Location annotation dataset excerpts
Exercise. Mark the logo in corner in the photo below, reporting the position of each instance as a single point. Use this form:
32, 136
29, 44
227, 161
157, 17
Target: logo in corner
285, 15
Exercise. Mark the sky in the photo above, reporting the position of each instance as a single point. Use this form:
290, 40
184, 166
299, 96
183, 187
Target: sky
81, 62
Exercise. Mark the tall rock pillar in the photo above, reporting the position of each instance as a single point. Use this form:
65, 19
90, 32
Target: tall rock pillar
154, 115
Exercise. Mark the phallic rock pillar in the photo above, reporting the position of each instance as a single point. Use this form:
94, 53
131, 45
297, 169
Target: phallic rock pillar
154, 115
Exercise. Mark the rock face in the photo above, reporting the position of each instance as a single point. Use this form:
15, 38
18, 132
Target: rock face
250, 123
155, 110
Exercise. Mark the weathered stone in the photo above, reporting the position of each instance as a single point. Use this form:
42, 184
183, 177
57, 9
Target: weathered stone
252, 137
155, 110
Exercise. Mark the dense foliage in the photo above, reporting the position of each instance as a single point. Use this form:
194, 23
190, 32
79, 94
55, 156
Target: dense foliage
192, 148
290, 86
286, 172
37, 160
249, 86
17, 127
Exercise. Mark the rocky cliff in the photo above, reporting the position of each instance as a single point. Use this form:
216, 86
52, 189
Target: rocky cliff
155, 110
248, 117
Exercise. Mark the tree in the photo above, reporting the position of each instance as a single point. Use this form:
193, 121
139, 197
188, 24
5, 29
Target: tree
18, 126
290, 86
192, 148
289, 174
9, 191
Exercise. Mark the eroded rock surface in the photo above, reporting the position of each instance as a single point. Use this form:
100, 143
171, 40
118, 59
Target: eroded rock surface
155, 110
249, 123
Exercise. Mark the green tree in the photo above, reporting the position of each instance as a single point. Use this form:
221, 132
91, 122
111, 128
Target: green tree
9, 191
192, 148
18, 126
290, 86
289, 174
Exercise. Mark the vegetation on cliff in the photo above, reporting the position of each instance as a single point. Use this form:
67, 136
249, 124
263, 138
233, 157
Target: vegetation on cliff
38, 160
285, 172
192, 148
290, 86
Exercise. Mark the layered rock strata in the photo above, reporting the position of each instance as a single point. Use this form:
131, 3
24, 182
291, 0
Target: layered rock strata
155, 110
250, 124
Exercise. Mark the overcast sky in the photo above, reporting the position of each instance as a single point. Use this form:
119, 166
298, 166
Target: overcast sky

Requirements:
Rewrite all of the items above, replacing every occurrence of "reporting" with "giving" and leaving everything else unchanged.

Answer to this task:
Exercise. Mark the logo in corner in the photo below, giving the position of each instance as a single point. Use this form:
32, 136
29, 44
227, 161
157, 17
Target: logo in corner
285, 15
Exercise. Mark the sky in the photo above, giving the position of each instance as a single point. Use this form:
290, 40
184, 166
299, 96
183, 187
Target: sky
81, 62
Exercise. Mark the tall rock pillar in the photo above, giving the position of each instance as a single point. Use this form:
65, 19
90, 32
Target: tall rock pillar
154, 115
Exercise. Mark the phallic rock pillar in the photo above, giving the position of each instance as a single point. Use this form:
94, 53
131, 45
297, 169
Target: phallic rock pillar
154, 115
Exercise. Mark the rock face in the photo above, giving the position of each instance as a single point. Use this form:
15, 38
18, 132
Target: rock face
250, 123
155, 110
Exercise. Mark the weathered stone in the photo above, giving the position of each instance as a single point. Use this form:
42, 184
183, 177
57, 9
Target: weathered stone
252, 137
155, 110
Exercise. Mark the dense foliage in the photo above, giving the position of each instance as a single point. Use this form:
194, 23
190, 32
79, 94
55, 156
Target: dense foliage
192, 148
290, 86
286, 172
37, 160
249, 86
17, 127
Exercise. Mark the rocky cliff in the photo above, giving the position of each instance as a single point. Use this form:
216, 86
52, 189
Target: rocky cliff
155, 110
248, 117
Exercise. Mark the tree in the photo above, giving the position of each instance as a single point. Use this form:
193, 121
139, 197
188, 24
5, 29
Target: tree
18, 126
290, 86
192, 148
289, 174
9, 191
Exercise. Mark the eroded rock surface in the photo above, giving the position of each instance as a single point. Use this form:
100, 143
171, 40
118, 59
Target: eroded rock surface
155, 110
249, 123
Exercise. Mark the green tree in the photo above, giving the position of each instance as a single point. Use this form:
221, 132
91, 122
111, 128
Target: green tree
9, 191
192, 148
18, 126
290, 86
289, 174
Exercise. Mark the vegetation on cliff in the photo above, giving the position of each instance as a single point. Use this form:
67, 136
249, 124
263, 138
233, 157
Target: vegetation on cliff
38, 160
285, 172
192, 148
290, 86
Exercise. Mark the layered rock strata in the photo above, giving the position of each instance as a single point. Use this form:
131, 3
24, 182
291, 0
Target: layered rock strata
155, 110
250, 124
Exercise. Mark the overcast sky in the photo above, giving the position of each instance as a single point. Use this form:
119, 166
298, 166
Target: overcast sky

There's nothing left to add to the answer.